TEXT BLOCK:
******************************

Saturday, June 7, 2008

Attaining the Resurrection

My dear son-in-law recently lost his father to age and illness.  Jim was a godly, upright man who walked faithfully in the ways of the Lord, and is assuredly enjoying that walk in a full, new way - not as in a glass darkly.  These things bring us temporary sorrow, and rightly so, but we Christians can also rest in the hope of glory, for death was only the short transition from this life of toil and care to one of glory and rest.

In The Seaboard Parish, George MacDonald writes of the resurrection,
"In the animal world ... you behold the goings of the Resurrection.  Plainest of all, look at the story of the butterfly - so plain that the pagan Greeks called it and the soul by one name - Psyche.  Psyche meant with them a butterfly or the soul, either.  Look how the creeping thing, ugly to our eyes, so that we can hardly handle it without a shudder, finding itself growing sick with age, straightway falls to spinning and weaving at its own shroud, coffin, and grave, all in one-to prepare, in fact, for its resurrection;  for it is for the sake of the resurrection that death exists.
Patiently it spins its strength, but not its life, away, folds itself up decently, that its body may rest in quiet till the new body is formed within it; and at length when the appointed hour has arrived, out of the body of this crawling thing breaks from the winged splendour of the butterfly....... not the same body - a new built out of the ruins of the old - even as St. Paul tells us that it is not the same body we have in the resurrection, but a nobler body like ourselves, with all the imperfect and evil thing taken away.  No more creeping for the butterfly; wings of splendour now.  Neither yet has it lost the feet wherewith to alight on all that is lovely and sweet. Think of it - up from the toilsome journey over the low ground, exposed to the foot of every passer-by, destroying the lovely leaves upon which it fed, and the fruit which they should shelter, up to the path at will through the air, and a gathering of food which hurts not the source of it, a food which is but as a tribute from the loveliness of the flowers to the yet higher loveliness of the flower-angel:  Is not this a resurrection?

Its children too shall pass through the same process, to wing the air of a summer noon, and rejoice in the atherial and the pure."

******************************

RECORDED INFORMATION:

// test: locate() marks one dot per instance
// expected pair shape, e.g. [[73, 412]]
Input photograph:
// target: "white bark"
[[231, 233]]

******************************

WHAT IS NEEDED:
Reproduce the passage of the resurrection post between "Saturday, June 7, 2008" and "glory and rest.", inclusive.

RESPONSE AREA:
Saturday, June 7, 2008

Attaining the Resurrection

My dear son-in-law recently lost his father to age and illness.  Jim was a godly, upright man who walked faithfully in the ways of the Lord, and is assuredly enjoying that walk in a full, new way - not as in a glass darkly.  These things bring us temporary sorrow, and rightly so, but we Christians can also rest in the hope of glory, for death was only the short transition from this life of toil and care to one of glory and rest.